● DO THIS
Both the line containing "parked motorcycle, and" and the last line of the listing are included: write out exactly the lines from one to the other.

● THE DATA
##########
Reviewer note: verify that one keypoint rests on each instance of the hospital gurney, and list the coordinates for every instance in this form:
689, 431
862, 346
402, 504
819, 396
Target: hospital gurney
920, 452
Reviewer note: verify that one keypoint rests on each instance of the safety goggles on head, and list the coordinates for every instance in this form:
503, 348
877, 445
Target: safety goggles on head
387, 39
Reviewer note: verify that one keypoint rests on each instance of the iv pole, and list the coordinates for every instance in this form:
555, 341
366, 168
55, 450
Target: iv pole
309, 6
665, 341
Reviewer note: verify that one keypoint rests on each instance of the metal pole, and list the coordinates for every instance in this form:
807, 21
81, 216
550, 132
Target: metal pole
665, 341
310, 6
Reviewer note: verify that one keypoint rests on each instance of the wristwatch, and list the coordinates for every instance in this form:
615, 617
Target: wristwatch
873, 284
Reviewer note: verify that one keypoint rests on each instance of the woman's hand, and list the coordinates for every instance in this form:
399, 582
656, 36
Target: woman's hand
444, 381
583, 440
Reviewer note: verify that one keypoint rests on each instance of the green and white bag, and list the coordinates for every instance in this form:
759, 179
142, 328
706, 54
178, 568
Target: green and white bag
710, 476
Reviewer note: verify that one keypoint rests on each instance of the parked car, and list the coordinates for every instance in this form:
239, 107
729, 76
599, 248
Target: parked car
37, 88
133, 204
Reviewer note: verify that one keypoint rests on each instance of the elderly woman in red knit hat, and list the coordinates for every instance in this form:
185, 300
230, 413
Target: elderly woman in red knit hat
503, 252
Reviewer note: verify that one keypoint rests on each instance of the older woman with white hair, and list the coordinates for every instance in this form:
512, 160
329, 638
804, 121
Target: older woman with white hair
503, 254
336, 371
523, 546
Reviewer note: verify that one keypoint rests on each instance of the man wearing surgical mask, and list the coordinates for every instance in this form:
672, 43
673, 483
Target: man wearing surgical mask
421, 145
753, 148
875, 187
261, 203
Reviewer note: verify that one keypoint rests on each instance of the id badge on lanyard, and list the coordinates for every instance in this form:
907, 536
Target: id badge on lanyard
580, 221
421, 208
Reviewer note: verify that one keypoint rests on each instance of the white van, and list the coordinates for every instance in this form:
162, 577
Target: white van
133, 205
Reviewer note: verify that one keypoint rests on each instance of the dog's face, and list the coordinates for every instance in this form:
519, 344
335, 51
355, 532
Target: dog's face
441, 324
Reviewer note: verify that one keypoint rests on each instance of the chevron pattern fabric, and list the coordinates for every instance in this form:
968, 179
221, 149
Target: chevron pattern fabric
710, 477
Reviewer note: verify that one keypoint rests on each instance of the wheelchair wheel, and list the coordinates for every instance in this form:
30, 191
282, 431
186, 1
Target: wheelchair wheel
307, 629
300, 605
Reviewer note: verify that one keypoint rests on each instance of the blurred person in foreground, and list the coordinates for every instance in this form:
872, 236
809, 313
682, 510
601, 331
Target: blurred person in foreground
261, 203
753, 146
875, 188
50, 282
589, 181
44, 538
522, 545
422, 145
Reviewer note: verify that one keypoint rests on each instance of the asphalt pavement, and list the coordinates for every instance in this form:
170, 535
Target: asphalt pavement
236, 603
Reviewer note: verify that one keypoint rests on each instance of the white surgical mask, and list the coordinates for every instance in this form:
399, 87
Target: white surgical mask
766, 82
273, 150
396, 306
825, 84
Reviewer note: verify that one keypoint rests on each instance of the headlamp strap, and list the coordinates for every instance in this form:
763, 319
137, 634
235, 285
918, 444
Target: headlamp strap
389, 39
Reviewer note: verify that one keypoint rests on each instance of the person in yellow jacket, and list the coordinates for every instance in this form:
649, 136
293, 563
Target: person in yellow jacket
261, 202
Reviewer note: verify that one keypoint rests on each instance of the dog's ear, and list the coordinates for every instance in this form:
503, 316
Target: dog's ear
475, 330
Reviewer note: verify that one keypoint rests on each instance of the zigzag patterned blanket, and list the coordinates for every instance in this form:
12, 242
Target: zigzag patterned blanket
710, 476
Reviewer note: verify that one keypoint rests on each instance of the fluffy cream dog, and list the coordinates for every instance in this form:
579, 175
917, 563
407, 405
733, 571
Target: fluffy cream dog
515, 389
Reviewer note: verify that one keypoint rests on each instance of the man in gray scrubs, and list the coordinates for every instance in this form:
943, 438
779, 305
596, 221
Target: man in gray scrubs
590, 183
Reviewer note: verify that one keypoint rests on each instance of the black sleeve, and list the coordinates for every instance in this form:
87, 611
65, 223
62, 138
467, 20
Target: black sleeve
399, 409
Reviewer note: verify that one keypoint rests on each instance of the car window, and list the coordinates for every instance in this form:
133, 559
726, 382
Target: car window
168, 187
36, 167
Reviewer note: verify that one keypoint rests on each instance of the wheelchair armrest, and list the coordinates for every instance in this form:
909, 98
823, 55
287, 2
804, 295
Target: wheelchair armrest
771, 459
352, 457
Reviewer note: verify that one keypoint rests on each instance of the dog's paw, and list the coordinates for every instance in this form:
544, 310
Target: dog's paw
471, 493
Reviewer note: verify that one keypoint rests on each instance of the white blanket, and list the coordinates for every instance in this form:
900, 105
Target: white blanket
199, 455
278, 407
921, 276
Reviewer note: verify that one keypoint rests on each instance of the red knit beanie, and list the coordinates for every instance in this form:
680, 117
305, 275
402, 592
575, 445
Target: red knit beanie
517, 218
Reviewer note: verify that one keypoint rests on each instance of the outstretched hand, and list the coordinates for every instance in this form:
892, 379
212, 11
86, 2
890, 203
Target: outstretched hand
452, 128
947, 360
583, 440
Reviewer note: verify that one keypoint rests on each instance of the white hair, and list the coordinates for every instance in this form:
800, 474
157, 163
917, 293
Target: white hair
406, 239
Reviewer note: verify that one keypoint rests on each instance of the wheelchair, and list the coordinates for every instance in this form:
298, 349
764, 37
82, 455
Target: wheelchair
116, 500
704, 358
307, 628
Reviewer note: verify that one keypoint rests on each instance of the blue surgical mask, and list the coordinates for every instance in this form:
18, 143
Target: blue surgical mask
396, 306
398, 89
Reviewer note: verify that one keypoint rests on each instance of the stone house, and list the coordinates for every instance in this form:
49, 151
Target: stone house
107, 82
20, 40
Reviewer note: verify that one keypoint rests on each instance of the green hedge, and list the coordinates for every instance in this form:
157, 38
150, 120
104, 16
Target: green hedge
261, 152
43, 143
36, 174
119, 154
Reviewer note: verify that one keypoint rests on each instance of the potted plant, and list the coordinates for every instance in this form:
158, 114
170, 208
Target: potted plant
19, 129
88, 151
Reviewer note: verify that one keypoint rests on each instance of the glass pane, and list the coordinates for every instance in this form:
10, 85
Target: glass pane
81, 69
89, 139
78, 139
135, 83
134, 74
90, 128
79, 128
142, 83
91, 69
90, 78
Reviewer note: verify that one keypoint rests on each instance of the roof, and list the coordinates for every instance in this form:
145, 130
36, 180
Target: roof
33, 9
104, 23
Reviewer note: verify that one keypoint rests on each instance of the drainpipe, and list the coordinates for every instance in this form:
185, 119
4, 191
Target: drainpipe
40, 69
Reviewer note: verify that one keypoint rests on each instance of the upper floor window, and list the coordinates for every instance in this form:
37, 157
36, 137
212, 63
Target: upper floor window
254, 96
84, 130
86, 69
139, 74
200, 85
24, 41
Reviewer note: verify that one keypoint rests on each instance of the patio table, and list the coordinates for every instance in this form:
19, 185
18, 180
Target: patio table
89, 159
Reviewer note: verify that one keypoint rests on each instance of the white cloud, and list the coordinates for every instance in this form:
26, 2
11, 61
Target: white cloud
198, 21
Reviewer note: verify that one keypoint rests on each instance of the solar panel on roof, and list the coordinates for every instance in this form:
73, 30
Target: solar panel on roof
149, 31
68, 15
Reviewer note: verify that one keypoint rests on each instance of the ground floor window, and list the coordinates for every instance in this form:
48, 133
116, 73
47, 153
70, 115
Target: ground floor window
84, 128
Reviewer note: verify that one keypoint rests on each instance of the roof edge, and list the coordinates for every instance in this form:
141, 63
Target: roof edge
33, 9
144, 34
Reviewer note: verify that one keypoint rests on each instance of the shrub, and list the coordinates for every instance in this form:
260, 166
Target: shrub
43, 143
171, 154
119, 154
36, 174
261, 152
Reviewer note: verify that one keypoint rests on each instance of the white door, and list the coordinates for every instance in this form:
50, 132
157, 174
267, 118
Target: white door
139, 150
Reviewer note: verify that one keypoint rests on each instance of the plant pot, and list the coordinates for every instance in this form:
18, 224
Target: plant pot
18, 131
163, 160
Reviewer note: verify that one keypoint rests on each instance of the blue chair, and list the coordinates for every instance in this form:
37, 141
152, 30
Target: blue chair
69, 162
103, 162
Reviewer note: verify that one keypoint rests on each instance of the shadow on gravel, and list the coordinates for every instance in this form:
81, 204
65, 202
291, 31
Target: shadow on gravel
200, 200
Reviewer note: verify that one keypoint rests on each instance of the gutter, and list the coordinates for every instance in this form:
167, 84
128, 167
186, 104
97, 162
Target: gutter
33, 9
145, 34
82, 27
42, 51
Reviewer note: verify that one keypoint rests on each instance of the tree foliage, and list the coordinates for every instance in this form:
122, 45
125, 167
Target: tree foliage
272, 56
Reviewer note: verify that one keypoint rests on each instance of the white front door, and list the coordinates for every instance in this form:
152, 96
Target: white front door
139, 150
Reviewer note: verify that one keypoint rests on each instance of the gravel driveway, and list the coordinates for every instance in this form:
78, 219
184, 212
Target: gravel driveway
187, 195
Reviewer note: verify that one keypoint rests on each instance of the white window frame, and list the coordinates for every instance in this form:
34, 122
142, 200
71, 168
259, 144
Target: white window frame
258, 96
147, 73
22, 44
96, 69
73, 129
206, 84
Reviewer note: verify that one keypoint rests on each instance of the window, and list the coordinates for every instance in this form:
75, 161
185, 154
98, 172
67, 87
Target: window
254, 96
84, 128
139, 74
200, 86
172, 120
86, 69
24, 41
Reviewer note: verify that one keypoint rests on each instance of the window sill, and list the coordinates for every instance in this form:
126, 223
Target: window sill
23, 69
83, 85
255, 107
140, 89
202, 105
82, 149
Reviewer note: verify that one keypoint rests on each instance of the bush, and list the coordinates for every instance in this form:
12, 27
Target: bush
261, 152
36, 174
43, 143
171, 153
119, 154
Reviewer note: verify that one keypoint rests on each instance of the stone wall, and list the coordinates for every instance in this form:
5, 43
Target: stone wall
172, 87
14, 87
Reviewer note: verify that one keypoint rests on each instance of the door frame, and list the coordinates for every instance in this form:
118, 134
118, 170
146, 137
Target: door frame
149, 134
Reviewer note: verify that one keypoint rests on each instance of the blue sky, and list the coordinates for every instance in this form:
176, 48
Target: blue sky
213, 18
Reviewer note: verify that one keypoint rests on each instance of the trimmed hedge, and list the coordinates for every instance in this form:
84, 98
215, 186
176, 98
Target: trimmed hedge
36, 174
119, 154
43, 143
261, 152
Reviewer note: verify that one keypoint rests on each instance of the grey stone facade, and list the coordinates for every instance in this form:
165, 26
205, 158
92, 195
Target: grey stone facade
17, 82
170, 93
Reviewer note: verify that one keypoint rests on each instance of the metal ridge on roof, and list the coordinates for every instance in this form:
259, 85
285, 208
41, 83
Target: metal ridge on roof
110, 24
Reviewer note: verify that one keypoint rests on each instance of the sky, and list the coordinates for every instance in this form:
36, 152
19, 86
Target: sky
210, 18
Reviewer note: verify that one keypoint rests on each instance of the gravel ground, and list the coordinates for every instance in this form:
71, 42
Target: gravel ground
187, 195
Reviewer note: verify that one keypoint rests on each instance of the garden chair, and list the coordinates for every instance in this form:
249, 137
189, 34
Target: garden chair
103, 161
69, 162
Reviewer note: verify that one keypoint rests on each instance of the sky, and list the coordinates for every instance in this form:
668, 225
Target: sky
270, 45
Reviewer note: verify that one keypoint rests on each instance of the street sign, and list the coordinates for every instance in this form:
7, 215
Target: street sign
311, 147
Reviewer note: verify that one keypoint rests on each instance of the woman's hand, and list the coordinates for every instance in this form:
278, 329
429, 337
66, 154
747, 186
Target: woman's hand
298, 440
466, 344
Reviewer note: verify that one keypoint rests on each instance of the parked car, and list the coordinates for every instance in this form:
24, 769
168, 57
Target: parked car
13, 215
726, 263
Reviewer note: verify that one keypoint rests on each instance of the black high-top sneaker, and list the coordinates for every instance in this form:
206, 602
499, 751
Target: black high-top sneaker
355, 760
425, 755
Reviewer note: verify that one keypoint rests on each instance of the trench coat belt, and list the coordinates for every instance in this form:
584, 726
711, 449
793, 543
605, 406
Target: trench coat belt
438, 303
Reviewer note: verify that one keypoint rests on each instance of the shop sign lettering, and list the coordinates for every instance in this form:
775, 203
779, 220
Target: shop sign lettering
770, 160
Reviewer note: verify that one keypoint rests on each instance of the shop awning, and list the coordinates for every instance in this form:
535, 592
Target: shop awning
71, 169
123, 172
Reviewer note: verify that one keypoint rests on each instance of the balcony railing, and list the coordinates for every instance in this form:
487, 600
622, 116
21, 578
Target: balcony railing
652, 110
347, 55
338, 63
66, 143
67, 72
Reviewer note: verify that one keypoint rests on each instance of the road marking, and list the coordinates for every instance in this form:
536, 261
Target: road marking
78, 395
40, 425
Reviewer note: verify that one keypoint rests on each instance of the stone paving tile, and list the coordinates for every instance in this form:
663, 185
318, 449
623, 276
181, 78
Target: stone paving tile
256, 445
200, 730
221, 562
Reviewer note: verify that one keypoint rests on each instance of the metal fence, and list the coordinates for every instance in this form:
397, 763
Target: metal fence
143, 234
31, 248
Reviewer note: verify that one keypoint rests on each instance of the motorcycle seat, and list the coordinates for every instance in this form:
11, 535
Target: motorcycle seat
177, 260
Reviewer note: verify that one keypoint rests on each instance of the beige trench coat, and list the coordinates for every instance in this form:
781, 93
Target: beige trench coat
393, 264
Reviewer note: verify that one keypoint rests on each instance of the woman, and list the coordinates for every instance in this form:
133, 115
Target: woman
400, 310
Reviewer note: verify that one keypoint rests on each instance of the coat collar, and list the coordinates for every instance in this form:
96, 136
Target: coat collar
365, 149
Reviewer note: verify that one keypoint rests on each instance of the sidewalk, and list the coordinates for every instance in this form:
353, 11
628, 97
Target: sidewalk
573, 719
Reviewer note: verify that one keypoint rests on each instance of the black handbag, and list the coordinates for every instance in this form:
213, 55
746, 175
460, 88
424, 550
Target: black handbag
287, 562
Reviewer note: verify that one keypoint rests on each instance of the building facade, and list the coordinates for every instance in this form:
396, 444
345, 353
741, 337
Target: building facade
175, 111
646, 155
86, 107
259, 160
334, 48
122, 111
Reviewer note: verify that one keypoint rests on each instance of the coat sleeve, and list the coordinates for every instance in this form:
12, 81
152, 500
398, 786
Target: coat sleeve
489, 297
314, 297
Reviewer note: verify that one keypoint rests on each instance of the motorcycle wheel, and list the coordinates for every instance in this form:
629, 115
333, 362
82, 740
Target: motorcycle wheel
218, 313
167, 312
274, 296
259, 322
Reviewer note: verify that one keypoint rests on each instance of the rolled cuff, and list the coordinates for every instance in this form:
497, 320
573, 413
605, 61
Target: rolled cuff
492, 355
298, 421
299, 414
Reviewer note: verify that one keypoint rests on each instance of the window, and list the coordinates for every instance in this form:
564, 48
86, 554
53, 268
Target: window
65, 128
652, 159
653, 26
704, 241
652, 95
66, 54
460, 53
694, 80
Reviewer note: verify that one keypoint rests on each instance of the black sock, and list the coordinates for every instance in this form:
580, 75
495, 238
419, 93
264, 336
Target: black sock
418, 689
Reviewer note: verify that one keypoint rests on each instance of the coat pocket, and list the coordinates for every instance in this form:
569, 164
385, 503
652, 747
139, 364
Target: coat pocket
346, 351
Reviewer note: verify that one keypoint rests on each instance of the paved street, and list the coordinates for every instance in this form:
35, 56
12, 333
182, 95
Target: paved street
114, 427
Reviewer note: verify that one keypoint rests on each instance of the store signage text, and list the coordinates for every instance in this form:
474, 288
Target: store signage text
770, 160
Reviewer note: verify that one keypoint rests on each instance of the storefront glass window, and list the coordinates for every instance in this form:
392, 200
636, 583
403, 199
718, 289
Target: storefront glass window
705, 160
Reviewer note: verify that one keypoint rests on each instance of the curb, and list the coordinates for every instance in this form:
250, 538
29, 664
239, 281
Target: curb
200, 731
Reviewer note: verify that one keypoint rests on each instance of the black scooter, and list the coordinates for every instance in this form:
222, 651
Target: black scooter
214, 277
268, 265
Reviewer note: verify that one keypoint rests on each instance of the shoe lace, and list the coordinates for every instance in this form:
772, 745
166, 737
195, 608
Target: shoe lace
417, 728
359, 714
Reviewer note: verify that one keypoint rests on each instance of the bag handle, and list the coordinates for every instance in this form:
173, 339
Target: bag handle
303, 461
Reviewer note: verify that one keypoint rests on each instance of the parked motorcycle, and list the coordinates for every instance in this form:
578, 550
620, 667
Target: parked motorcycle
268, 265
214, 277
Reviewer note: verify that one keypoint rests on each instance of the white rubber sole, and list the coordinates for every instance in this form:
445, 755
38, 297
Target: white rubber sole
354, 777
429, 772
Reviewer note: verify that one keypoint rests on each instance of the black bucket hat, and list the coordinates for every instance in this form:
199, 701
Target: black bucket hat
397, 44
##########
● REPLY TO THE TASK
Reviewer note: verify that one keypoint rests on each instance of the parked motorcycle, and list the coordinates for every instance in this form:
578, 550
620, 667
Target: parked motorcycle
268, 265
214, 277
Reviewer note: verify that one keypoint rests on each instance of the white rubber sole, and list the coordinates for every instance in this form:
445, 755
38, 297
Target: white rubber sole
354, 777
429, 772
Reviewer note: verify that one keypoint rests on each instance of the black bucket hat, and list the coordinates for every instance in this form:
199, 701
Target: black bucket hat
397, 44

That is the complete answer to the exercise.